-- TASK MATERIAL follows --

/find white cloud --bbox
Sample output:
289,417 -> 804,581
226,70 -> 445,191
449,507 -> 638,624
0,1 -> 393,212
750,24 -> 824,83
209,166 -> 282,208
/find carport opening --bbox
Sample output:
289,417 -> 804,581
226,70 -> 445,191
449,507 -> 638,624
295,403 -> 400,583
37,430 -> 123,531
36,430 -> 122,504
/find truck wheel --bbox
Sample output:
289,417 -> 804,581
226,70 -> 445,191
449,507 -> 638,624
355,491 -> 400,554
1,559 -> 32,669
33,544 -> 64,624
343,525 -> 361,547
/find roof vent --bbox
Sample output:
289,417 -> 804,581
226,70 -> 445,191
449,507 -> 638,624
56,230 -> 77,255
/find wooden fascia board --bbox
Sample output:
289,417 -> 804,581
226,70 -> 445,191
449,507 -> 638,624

-- TASK MATERIAL concluded --
-- TASK MATERIAL follows --

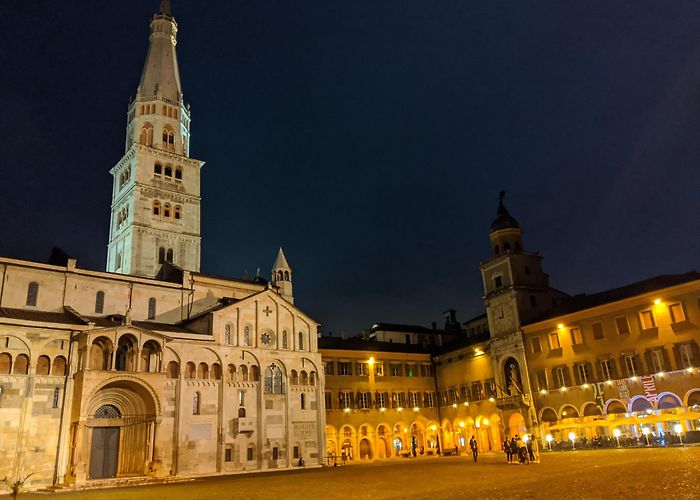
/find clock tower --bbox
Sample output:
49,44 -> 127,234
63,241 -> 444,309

-- TASK MATERIAL concluded --
-- TASK MATERIAL follows --

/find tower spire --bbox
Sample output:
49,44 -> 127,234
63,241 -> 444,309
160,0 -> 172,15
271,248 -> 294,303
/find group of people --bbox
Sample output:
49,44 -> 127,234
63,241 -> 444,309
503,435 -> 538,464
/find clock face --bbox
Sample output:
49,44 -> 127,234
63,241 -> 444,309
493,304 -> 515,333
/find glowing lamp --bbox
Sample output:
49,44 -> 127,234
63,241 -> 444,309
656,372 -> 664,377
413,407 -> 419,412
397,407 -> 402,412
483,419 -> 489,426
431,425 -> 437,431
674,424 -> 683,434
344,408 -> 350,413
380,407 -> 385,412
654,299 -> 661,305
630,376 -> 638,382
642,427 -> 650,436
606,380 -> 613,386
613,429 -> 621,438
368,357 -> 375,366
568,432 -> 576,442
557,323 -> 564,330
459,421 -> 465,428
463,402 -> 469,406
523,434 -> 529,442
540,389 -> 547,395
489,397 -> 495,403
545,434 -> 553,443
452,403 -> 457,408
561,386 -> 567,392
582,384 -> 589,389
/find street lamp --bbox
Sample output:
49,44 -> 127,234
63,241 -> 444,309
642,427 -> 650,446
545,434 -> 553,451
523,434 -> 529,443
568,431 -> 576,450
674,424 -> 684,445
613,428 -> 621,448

-- TASK MATERIAL concluded --

• WORK INSTRUCTIONS:
The required output is every line above from the one with "white cloud --bbox" down to the one with "truck wheel --bbox", restated word for word, ends included.

• OUTPUT FOR THIS TASK:
/find white cloud --bbox
Sample output:
289,417 -> 804,581
226,70 -> 445,191
449,507 -> 638,624
0,1 -> 393,212
750,24 -> 824,83
209,166 -> 282,208
/find carport opening --bbox
Sample output:
289,417 -> 804,581
226,70 -> 445,191
449,507 -> 638,624
295,403 -> 400,583
37,430 -> 123,531
36,430 -> 122,504
/find truck wheel --bbox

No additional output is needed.